Answer these questions using the text below about adding pause/resume to bc:
(a) In which two files were the declarations and definitions of the crucial variables already consolidated?
(b) What asymptotic inefficiency does the text give for writing the execution-state variables to persistent storage at termination?
(c) Which principle would explicitly saving only changes to interpreter state violate?

TEXT EXCERPT:
+ + +
We identified a set of variables that collectively represent the execution state of a bc script or interactive session. Preserving these variables across invocations is both necessary and sufficient to support our new pause/resume capability. Conveniently, the declarations and definitions of the crucial variables were already consolidated in global.h and global.c, but many other source files accessed the variables.

We rejected the blunt expedient of writing the execution-state variables to persistent storage when bc is about to terminate and then reading them back into memory at the next invocation, which suffers the same asymptotic inefficiency noted earlier for the windowed-average script: O(datasize) vs. O(deltasize). The less ham-fisted alternative of explicitly saving only changes to interpreter state would be difficult and error-prone; this approach would scatter change-tracking logic all over the bc code, violating the "solve-once/right-place" principle.
+ + +
Records in a dataset
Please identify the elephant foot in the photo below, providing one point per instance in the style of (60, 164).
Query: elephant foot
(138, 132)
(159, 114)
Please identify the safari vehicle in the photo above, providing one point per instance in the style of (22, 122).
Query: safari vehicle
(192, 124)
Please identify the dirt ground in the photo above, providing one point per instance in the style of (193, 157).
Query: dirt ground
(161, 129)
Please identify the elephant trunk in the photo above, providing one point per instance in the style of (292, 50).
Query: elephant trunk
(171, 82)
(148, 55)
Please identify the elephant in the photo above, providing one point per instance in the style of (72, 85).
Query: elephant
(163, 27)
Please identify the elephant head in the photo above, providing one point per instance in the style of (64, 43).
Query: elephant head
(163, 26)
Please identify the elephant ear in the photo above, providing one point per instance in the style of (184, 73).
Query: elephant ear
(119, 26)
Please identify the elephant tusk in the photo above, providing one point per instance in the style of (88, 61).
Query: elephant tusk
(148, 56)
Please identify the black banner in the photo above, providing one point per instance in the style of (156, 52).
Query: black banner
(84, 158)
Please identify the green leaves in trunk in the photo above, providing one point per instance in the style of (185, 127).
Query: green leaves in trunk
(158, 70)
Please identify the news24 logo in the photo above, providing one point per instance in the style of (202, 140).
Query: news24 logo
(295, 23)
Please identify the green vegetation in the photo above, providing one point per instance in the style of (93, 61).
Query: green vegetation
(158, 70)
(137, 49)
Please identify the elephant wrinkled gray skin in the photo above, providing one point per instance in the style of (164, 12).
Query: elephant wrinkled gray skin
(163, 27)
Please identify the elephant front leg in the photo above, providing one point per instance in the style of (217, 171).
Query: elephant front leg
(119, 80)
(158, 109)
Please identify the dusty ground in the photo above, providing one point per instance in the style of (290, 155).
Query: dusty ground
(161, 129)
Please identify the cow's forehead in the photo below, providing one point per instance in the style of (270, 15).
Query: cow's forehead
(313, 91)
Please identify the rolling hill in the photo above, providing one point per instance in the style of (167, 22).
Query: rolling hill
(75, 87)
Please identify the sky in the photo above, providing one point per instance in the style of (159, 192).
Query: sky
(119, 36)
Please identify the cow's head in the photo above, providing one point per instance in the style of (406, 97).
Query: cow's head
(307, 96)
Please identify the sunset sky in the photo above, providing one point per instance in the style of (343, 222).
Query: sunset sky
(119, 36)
+ + +
SOLVED EXERCISE:
(a) global.h and global.c
(b) O(datasize) vs. O(deltasize)
(c) The "solve-once/right-place" principle